Starting at the line that holds "Objective — a point for each instance of the athletic", copy every line exactly through the end of the data, and no others.

--- START OF The records ---

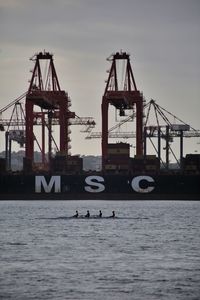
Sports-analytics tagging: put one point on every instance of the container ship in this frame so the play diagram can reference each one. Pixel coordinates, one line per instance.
(60, 175)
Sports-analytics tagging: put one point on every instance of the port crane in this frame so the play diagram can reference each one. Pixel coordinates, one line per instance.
(44, 105)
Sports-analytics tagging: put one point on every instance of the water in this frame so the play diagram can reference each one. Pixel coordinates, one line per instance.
(151, 251)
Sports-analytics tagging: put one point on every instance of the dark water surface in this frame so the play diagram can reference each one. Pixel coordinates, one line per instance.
(150, 251)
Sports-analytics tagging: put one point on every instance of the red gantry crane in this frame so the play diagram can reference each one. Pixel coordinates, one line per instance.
(46, 105)
(123, 96)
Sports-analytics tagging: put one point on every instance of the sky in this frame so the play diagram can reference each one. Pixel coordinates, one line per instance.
(162, 37)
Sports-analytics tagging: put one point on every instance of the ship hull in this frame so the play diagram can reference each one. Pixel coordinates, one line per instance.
(100, 187)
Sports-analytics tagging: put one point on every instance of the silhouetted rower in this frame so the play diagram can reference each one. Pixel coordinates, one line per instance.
(113, 214)
(88, 214)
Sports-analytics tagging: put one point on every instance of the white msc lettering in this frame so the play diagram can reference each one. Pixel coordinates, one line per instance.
(135, 183)
(40, 182)
(94, 181)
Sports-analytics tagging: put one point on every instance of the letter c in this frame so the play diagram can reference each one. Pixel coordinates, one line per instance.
(135, 183)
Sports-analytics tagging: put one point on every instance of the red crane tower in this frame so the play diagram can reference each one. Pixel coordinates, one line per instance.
(126, 97)
(44, 92)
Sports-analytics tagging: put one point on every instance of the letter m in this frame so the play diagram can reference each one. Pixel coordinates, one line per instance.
(40, 182)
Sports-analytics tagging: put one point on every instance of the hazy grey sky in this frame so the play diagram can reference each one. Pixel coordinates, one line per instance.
(163, 38)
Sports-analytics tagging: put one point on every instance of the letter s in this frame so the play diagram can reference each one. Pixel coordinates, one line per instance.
(94, 182)
(135, 183)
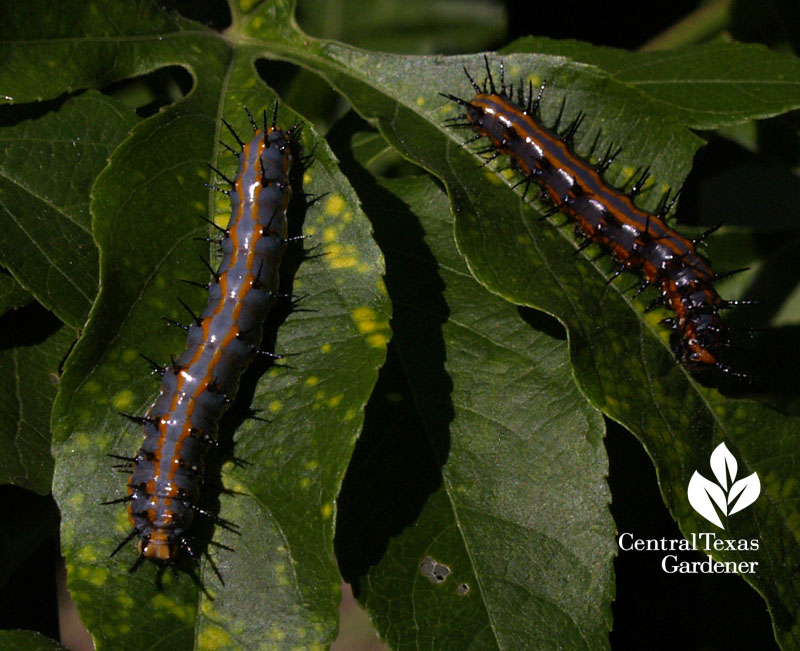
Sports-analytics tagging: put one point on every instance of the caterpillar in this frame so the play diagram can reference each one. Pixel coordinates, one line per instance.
(603, 214)
(196, 388)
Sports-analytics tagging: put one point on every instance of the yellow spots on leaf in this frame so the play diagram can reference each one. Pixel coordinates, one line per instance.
(628, 172)
(335, 205)
(129, 355)
(213, 636)
(281, 574)
(535, 80)
(378, 340)
(80, 441)
(182, 612)
(123, 399)
(493, 178)
(125, 600)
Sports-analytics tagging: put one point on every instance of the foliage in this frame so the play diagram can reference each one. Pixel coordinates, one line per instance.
(473, 509)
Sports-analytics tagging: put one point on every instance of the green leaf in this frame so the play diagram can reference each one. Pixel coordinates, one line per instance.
(477, 423)
(705, 86)
(47, 166)
(419, 26)
(35, 345)
(33, 518)
(12, 294)
(281, 584)
(27, 641)
(620, 355)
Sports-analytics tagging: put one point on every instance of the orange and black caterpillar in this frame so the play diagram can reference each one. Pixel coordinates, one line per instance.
(181, 425)
(602, 214)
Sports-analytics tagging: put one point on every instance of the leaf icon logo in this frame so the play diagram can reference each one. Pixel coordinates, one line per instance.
(727, 495)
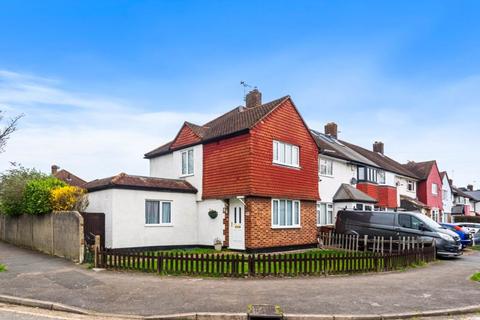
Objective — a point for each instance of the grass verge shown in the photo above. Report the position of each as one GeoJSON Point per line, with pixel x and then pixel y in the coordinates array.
{"type": "Point", "coordinates": [475, 277]}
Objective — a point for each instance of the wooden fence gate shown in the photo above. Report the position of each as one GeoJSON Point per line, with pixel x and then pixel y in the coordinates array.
{"type": "Point", "coordinates": [94, 225]}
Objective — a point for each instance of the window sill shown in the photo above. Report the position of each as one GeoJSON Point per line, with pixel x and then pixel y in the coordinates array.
{"type": "Point", "coordinates": [286, 165]}
{"type": "Point", "coordinates": [326, 175]}
{"type": "Point", "coordinates": [286, 227]}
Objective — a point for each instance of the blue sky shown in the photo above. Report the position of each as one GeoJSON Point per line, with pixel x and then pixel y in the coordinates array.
{"type": "Point", "coordinates": [102, 82]}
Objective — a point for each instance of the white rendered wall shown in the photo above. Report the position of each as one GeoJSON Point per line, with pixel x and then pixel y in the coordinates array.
{"type": "Point", "coordinates": [170, 166]}
{"type": "Point", "coordinates": [128, 219]}
{"type": "Point", "coordinates": [342, 173]}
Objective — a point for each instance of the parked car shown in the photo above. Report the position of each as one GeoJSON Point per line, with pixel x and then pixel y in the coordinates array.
{"type": "Point", "coordinates": [399, 224]}
{"type": "Point", "coordinates": [464, 234]}
{"type": "Point", "coordinates": [470, 226]}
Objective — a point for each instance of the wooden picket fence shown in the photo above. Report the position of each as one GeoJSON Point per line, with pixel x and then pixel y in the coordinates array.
{"type": "Point", "coordinates": [373, 244]}
{"type": "Point", "coordinates": [242, 265]}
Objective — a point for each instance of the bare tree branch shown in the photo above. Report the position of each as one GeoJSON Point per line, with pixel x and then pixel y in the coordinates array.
{"type": "Point", "coordinates": [6, 131]}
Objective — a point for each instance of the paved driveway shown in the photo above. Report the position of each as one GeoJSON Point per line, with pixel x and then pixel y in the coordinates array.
{"type": "Point", "coordinates": [441, 285]}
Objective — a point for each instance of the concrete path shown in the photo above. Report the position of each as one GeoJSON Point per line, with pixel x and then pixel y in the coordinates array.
{"type": "Point", "coordinates": [442, 285]}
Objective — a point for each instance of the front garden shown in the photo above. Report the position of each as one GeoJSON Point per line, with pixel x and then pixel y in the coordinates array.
{"type": "Point", "coordinates": [233, 264]}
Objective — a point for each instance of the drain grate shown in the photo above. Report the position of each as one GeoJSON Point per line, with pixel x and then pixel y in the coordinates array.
{"type": "Point", "coordinates": [264, 311]}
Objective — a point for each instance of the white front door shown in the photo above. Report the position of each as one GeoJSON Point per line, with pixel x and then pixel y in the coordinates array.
{"type": "Point", "coordinates": [237, 225]}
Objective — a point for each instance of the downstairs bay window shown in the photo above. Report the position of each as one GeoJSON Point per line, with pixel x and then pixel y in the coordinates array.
{"type": "Point", "coordinates": [285, 213]}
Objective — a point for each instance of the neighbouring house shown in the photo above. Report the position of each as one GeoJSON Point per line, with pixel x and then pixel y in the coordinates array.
{"type": "Point", "coordinates": [67, 177]}
{"type": "Point", "coordinates": [429, 189]}
{"type": "Point", "coordinates": [474, 199]}
{"type": "Point", "coordinates": [380, 181]}
{"type": "Point", "coordinates": [461, 203]}
{"type": "Point", "coordinates": [248, 178]}
{"type": "Point", "coordinates": [447, 197]}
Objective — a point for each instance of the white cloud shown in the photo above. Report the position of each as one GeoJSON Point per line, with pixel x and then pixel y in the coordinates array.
{"type": "Point", "coordinates": [91, 136]}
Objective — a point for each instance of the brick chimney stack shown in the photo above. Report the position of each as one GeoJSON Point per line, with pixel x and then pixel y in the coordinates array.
{"type": "Point", "coordinates": [331, 129]}
{"type": "Point", "coordinates": [379, 147]}
{"type": "Point", "coordinates": [253, 99]}
{"type": "Point", "coordinates": [54, 169]}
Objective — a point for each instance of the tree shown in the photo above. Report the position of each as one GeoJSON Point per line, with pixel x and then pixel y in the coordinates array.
{"type": "Point", "coordinates": [12, 187]}
{"type": "Point", "coordinates": [9, 128]}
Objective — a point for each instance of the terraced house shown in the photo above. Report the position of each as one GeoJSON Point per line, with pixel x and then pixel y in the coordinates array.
{"type": "Point", "coordinates": [352, 177]}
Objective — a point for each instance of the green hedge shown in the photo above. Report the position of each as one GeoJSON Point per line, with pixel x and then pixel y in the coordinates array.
{"type": "Point", "coordinates": [37, 199]}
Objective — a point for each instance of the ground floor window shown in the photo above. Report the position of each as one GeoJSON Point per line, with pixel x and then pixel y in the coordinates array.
{"type": "Point", "coordinates": [158, 212]}
{"type": "Point", "coordinates": [324, 213]}
{"type": "Point", "coordinates": [285, 213]}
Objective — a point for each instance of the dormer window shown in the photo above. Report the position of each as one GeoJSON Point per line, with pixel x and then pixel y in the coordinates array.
{"type": "Point", "coordinates": [187, 162]}
{"type": "Point", "coordinates": [286, 154]}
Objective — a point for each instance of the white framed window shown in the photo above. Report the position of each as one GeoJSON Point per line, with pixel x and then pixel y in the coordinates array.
{"type": "Point", "coordinates": [381, 177]}
{"type": "Point", "coordinates": [187, 162]}
{"type": "Point", "coordinates": [324, 213]}
{"type": "Point", "coordinates": [286, 154]}
{"type": "Point", "coordinates": [411, 185]}
{"type": "Point", "coordinates": [285, 213]}
{"type": "Point", "coordinates": [326, 167]}
{"type": "Point", "coordinates": [158, 212]}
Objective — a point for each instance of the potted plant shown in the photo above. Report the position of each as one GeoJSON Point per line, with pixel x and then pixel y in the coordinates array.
{"type": "Point", "coordinates": [217, 243]}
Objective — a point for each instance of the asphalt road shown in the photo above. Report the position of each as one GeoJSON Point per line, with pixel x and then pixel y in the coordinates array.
{"type": "Point", "coordinates": [441, 285]}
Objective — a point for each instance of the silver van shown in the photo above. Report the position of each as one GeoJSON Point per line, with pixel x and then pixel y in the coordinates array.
{"type": "Point", "coordinates": [399, 224]}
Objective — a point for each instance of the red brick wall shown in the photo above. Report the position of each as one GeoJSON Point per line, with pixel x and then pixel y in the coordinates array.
{"type": "Point", "coordinates": [226, 167]}
{"type": "Point", "coordinates": [284, 124]}
{"type": "Point", "coordinates": [185, 137]}
{"type": "Point", "coordinates": [369, 188]}
{"type": "Point", "coordinates": [258, 225]}
{"type": "Point", "coordinates": [387, 197]}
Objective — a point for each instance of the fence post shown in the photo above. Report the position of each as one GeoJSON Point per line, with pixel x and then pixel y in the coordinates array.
{"type": "Point", "coordinates": [96, 249]}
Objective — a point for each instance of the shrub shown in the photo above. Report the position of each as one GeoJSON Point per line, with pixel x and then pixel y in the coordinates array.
{"type": "Point", "coordinates": [37, 195]}
{"type": "Point", "coordinates": [12, 186]}
{"type": "Point", "coordinates": [69, 198]}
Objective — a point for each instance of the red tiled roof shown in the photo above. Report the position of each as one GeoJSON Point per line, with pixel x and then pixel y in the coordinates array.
{"type": "Point", "coordinates": [125, 181]}
{"type": "Point", "coordinates": [235, 121]}
{"type": "Point", "coordinates": [421, 169]}
{"type": "Point", "coordinates": [383, 161]}
{"type": "Point", "coordinates": [70, 178]}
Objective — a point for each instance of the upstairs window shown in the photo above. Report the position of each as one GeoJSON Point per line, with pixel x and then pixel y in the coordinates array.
{"type": "Point", "coordinates": [411, 185]}
{"type": "Point", "coordinates": [187, 162]}
{"type": "Point", "coordinates": [324, 213]}
{"type": "Point", "coordinates": [326, 167]}
{"type": "Point", "coordinates": [367, 174]}
{"type": "Point", "coordinates": [286, 154]}
{"type": "Point", "coordinates": [381, 177]}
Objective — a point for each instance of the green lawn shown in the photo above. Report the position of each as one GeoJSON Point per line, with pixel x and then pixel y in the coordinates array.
{"type": "Point", "coordinates": [475, 277]}
{"type": "Point", "coordinates": [213, 263]}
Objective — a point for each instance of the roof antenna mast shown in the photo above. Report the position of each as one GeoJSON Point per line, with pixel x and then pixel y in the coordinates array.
{"type": "Point", "coordinates": [245, 86]}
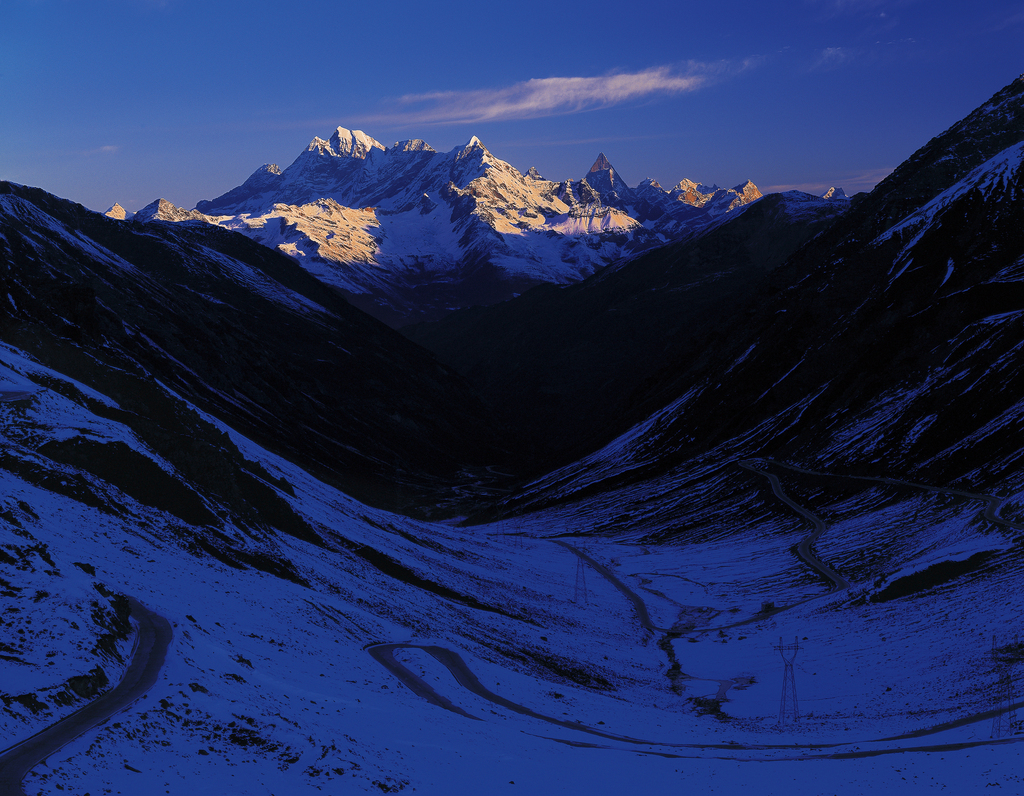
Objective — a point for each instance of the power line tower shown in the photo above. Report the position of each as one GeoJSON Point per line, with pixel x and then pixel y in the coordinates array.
{"type": "Point", "coordinates": [1005, 721]}
{"type": "Point", "coordinates": [787, 706]}
{"type": "Point", "coordinates": [581, 596]}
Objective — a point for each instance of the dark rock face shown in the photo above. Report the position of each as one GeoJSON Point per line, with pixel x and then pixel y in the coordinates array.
{"type": "Point", "coordinates": [888, 343]}
{"type": "Point", "coordinates": [242, 332]}
{"type": "Point", "coordinates": [565, 365]}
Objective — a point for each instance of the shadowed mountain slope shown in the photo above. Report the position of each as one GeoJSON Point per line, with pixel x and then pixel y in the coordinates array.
{"type": "Point", "coordinates": [564, 364]}
{"type": "Point", "coordinates": [243, 332]}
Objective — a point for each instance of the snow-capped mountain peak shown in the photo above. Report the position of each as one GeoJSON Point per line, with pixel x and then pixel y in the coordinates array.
{"type": "Point", "coordinates": [359, 215]}
{"type": "Point", "coordinates": [352, 143]}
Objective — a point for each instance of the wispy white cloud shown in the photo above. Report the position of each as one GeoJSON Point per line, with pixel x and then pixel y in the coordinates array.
{"type": "Point", "coordinates": [830, 57]}
{"type": "Point", "coordinates": [850, 181]}
{"type": "Point", "coordinates": [554, 96]}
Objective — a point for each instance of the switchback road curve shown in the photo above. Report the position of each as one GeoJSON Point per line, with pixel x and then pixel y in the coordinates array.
{"type": "Point", "coordinates": [152, 641]}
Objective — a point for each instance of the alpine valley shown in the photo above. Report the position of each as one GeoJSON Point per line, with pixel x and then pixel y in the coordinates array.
{"type": "Point", "coordinates": [640, 466]}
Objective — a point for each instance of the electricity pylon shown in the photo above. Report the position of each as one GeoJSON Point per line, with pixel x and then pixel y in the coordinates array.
{"type": "Point", "coordinates": [580, 596]}
{"type": "Point", "coordinates": [1005, 721]}
{"type": "Point", "coordinates": [787, 705]}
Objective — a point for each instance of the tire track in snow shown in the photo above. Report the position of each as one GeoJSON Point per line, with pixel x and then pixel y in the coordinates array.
{"type": "Point", "coordinates": [153, 638]}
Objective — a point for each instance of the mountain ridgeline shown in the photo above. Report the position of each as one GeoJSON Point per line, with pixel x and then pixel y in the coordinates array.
{"type": "Point", "coordinates": [868, 333]}
{"type": "Point", "coordinates": [409, 234]}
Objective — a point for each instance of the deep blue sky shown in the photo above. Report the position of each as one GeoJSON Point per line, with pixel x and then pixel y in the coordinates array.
{"type": "Point", "coordinates": [128, 100]}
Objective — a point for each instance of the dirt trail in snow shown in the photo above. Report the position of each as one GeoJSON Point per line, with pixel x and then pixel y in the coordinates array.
{"type": "Point", "coordinates": [993, 503]}
{"type": "Point", "coordinates": [152, 640]}
{"type": "Point", "coordinates": [771, 752]}
{"type": "Point", "coordinates": [16, 394]}
{"type": "Point", "coordinates": [452, 661]}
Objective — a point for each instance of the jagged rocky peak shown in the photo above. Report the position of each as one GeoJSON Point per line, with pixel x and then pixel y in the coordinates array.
{"type": "Point", "coordinates": [748, 191]}
{"type": "Point", "coordinates": [162, 210]}
{"type": "Point", "coordinates": [601, 164]}
{"type": "Point", "coordinates": [412, 144]}
{"type": "Point", "coordinates": [352, 143]}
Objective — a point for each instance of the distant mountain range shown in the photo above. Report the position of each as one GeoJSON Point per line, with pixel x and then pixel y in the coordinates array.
{"type": "Point", "coordinates": [409, 234]}
{"type": "Point", "coordinates": [805, 416]}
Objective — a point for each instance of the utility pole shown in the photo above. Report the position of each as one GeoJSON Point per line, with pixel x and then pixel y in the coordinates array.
{"type": "Point", "coordinates": [581, 597]}
{"type": "Point", "coordinates": [787, 706]}
{"type": "Point", "coordinates": [1005, 721]}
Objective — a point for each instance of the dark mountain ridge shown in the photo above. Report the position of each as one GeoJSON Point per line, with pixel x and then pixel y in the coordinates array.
{"type": "Point", "coordinates": [244, 333]}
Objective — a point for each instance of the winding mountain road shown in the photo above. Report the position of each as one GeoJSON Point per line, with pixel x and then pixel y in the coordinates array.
{"type": "Point", "coordinates": [843, 750]}
{"type": "Point", "coordinates": [993, 503]}
{"type": "Point", "coordinates": [7, 395]}
{"type": "Point", "coordinates": [153, 637]}
{"type": "Point", "coordinates": [804, 547]}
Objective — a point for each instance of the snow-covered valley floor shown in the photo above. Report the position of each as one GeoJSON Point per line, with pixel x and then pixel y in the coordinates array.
{"type": "Point", "coordinates": [268, 687]}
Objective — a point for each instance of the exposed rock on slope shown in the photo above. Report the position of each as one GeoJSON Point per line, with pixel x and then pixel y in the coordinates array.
{"type": "Point", "coordinates": [241, 331]}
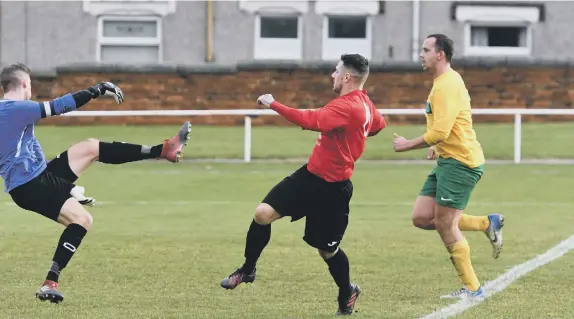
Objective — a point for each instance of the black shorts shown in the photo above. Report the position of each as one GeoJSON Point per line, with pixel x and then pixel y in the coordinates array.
{"type": "Point", "coordinates": [47, 192]}
{"type": "Point", "coordinates": [324, 204]}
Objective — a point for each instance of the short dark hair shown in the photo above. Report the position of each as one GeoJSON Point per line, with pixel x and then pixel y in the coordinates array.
{"type": "Point", "coordinates": [9, 76]}
{"type": "Point", "coordinates": [357, 63]}
{"type": "Point", "coordinates": [443, 43]}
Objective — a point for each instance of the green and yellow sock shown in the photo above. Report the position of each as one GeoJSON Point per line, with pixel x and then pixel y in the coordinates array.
{"type": "Point", "coordinates": [460, 257]}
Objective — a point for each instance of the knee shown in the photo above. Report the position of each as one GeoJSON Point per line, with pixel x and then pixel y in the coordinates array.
{"type": "Point", "coordinates": [92, 147]}
{"type": "Point", "coordinates": [326, 254]}
{"type": "Point", "coordinates": [265, 214]}
{"type": "Point", "coordinates": [84, 219]}
{"type": "Point", "coordinates": [423, 222]}
{"type": "Point", "coordinates": [444, 221]}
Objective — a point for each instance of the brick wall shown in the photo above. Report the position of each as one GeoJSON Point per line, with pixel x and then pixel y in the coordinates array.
{"type": "Point", "coordinates": [492, 85]}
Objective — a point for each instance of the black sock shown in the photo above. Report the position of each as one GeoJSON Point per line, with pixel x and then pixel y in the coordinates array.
{"type": "Point", "coordinates": [339, 269]}
{"type": "Point", "coordinates": [119, 153]}
{"type": "Point", "coordinates": [67, 246]}
{"type": "Point", "coordinates": [258, 237]}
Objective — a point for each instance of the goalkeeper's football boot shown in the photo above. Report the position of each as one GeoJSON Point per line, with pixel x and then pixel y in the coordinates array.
{"type": "Point", "coordinates": [78, 193]}
{"type": "Point", "coordinates": [173, 148]}
{"type": "Point", "coordinates": [494, 233]}
{"type": "Point", "coordinates": [236, 278]}
{"type": "Point", "coordinates": [49, 291]}
{"type": "Point", "coordinates": [464, 293]}
{"type": "Point", "coordinates": [347, 305]}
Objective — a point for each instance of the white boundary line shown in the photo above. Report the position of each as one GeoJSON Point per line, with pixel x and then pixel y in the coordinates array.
{"type": "Point", "coordinates": [353, 203]}
{"type": "Point", "coordinates": [504, 280]}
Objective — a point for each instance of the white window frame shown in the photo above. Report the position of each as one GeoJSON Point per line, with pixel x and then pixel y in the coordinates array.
{"type": "Point", "coordinates": [277, 49]}
{"type": "Point", "coordinates": [497, 16]}
{"type": "Point", "coordinates": [127, 41]}
{"type": "Point", "coordinates": [131, 7]}
{"type": "Point", "coordinates": [470, 50]}
{"type": "Point", "coordinates": [332, 49]}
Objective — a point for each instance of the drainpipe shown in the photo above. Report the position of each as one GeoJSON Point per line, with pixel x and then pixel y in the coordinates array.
{"type": "Point", "coordinates": [209, 32]}
{"type": "Point", "coordinates": [416, 29]}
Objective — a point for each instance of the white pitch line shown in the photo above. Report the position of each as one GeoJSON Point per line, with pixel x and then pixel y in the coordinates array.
{"type": "Point", "coordinates": [504, 280]}
{"type": "Point", "coordinates": [353, 203]}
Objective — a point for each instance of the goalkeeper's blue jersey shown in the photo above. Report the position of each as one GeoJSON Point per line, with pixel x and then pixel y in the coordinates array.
{"type": "Point", "coordinates": [21, 156]}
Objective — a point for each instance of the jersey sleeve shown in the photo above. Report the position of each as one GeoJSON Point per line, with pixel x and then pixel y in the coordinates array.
{"type": "Point", "coordinates": [379, 123]}
{"type": "Point", "coordinates": [27, 112]}
{"type": "Point", "coordinates": [331, 116]}
{"type": "Point", "coordinates": [445, 104]}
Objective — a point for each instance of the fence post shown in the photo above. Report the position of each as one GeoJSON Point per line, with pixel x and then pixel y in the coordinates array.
{"type": "Point", "coordinates": [247, 140]}
{"type": "Point", "coordinates": [517, 137]}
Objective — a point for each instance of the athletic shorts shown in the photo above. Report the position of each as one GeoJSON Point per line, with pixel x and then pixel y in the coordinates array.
{"type": "Point", "coordinates": [47, 192]}
{"type": "Point", "coordinates": [324, 204]}
{"type": "Point", "coordinates": [451, 183]}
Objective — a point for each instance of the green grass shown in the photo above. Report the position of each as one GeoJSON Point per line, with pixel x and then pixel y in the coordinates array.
{"type": "Point", "coordinates": [166, 234]}
{"type": "Point", "coordinates": [540, 141]}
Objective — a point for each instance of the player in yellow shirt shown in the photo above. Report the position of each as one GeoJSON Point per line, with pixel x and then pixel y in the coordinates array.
{"type": "Point", "coordinates": [460, 165]}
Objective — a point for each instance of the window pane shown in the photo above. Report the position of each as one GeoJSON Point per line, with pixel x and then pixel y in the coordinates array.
{"type": "Point", "coordinates": [348, 27]}
{"type": "Point", "coordinates": [130, 29]}
{"type": "Point", "coordinates": [498, 36]}
{"type": "Point", "coordinates": [279, 27]}
{"type": "Point", "coordinates": [130, 54]}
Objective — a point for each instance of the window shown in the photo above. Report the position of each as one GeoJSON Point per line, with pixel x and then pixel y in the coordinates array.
{"type": "Point", "coordinates": [278, 28]}
{"type": "Point", "coordinates": [347, 27]}
{"type": "Point", "coordinates": [498, 36]}
{"type": "Point", "coordinates": [278, 37]}
{"type": "Point", "coordinates": [150, 7]}
{"type": "Point", "coordinates": [497, 30]}
{"type": "Point", "coordinates": [131, 40]}
{"type": "Point", "coordinates": [346, 34]}
{"type": "Point", "coordinates": [503, 40]}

--- END OF The records ---

Expected answer:
Objective — a point for each instance of the athletic shorts shown in the photo above. Report the position of each as one GeoJSON Point per line, with pixel x and then pixel y in the coordinates array.
{"type": "Point", "coordinates": [47, 192]}
{"type": "Point", "coordinates": [324, 204]}
{"type": "Point", "coordinates": [451, 183]}
Objective — a point for each instance of the green grass shown in the photo above. Report the position of each as one GeoJSON Point per line, with pixel x and then pixel y in the coordinates array.
{"type": "Point", "coordinates": [166, 234]}
{"type": "Point", "coordinates": [540, 141]}
Objective — a point for each instance of the player in yellow shirt shown in the photo above. Report the position of each as one GeoJSON Point per line, with pixel x and then pixel y in the coordinates array.
{"type": "Point", "coordinates": [460, 165]}
Objective — a point for each instance of the window pane shown in the photo above. Report the position of each as one GeoJSON Point per line, with pixel x and then pixel y in the coordinates array.
{"type": "Point", "coordinates": [348, 27]}
{"type": "Point", "coordinates": [130, 29]}
{"type": "Point", "coordinates": [498, 36]}
{"type": "Point", "coordinates": [279, 27]}
{"type": "Point", "coordinates": [130, 54]}
Objective — a point for each instance of the window shown in the photo above. Report the position of each as one GeoJSON Point per line, with pixel x and then pixel y in the coordinates array.
{"type": "Point", "coordinates": [278, 28]}
{"type": "Point", "coordinates": [347, 27]}
{"type": "Point", "coordinates": [498, 36]}
{"type": "Point", "coordinates": [278, 37]}
{"type": "Point", "coordinates": [150, 7]}
{"type": "Point", "coordinates": [497, 30]}
{"type": "Point", "coordinates": [131, 40]}
{"type": "Point", "coordinates": [346, 34]}
{"type": "Point", "coordinates": [503, 40]}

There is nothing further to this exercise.